▶ GIVEN TASK:
Copy the listing below, replacing every "masks" with "outlines" and keeping everything else the same.

▶ RECORDS:
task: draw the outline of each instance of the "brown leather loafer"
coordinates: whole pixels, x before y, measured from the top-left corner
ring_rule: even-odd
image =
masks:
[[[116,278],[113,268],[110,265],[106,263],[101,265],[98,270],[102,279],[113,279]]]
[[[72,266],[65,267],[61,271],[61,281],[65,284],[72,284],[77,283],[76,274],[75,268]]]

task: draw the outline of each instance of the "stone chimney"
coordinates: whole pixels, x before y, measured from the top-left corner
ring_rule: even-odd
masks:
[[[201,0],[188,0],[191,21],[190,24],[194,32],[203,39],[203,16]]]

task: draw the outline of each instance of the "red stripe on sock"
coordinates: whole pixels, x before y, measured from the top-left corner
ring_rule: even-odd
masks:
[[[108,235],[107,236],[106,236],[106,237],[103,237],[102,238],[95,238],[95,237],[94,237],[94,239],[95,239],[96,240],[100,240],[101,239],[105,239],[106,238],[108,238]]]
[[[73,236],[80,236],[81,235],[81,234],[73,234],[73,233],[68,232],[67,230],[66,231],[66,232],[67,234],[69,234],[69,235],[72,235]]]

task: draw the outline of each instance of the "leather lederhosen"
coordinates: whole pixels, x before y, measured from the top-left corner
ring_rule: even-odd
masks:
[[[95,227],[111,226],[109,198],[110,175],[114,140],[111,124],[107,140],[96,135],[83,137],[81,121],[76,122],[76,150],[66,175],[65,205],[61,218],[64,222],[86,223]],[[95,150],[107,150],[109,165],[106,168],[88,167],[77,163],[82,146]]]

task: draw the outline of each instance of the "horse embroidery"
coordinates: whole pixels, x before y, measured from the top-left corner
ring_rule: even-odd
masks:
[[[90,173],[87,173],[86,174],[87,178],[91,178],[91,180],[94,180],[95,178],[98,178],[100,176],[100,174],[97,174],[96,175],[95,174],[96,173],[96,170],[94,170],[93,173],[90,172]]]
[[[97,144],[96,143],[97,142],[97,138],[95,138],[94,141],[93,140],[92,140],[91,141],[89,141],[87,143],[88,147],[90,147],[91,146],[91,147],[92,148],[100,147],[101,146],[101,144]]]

▶ TASK ANSWER:
task: draw the outline of each instance of the "brown leather loafer"
coordinates: whole pixels, x before y, measured from the top-left corner
ring_rule: even-odd
image =
outlines:
[[[116,278],[113,268],[110,265],[106,263],[101,265],[98,270],[102,279],[113,279]]]
[[[72,266],[65,267],[61,271],[61,281],[65,284],[72,284],[77,283],[76,274],[75,268]]]

task: draw the outline of each instance of the "stone chimney"
coordinates: whole pixels, x before y, measured from the top-left corner
ring_rule: even-odd
outlines:
[[[201,0],[188,0],[191,21],[190,24],[194,32],[203,39],[203,16]]]

task: draw the outline of each instance of the "red stripe on sock"
coordinates: whole pixels, x before y, measured from the top-left corner
ring_rule: even-odd
outlines:
[[[108,235],[107,236],[106,236],[106,237],[103,237],[102,238],[95,238],[95,237],[94,237],[94,239],[95,239],[96,240],[100,240],[101,239],[105,239],[106,238],[108,238]]]
[[[73,236],[80,236],[81,235],[81,234],[73,234],[73,233],[68,232],[67,230],[66,231],[66,232],[67,234],[69,234],[69,235],[72,235]]]

task: draw the outline of each instance of the "leather lederhosen"
coordinates: whole pixels, x before y, measured from the top-left corner
ring_rule: even-odd
outlines:
[[[95,227],[111,226],[109,198],[110,175],[114,140],[111,124],[107,140],[96,135],[83,137],[81,121],[76,122],[76,150],[66,175],[65,205],[61,218],[64,222],[86,223]],[[95,150],[107,150],[109,165],[106,168],[88,167],[77,163],[82,146]]]

task: draw the outline of each instance of the "horse embroidery"
coordinates: whole pixels, x before y, measured from the top-left corner
ring_rule: even-odd
outlines:
[[[90,173],[87,173],[86,174],[87,178],[91,178],[91,180],[94,180],[95,178],[98,178],[100,176],[100,174],[97,174],[96,175],[95,174],[96,173],[96,170],[94,170],[93,173],[90,172]]]
[[[97,144],[96,143],[97,142],[97,138],[95,138],[94,141],[93,140],[92,140],[91,141],[89,141],[87,143],[88,147],[90,147],[91,146],[91,147],[92,148],[100,147],[101,146],[101,144]]]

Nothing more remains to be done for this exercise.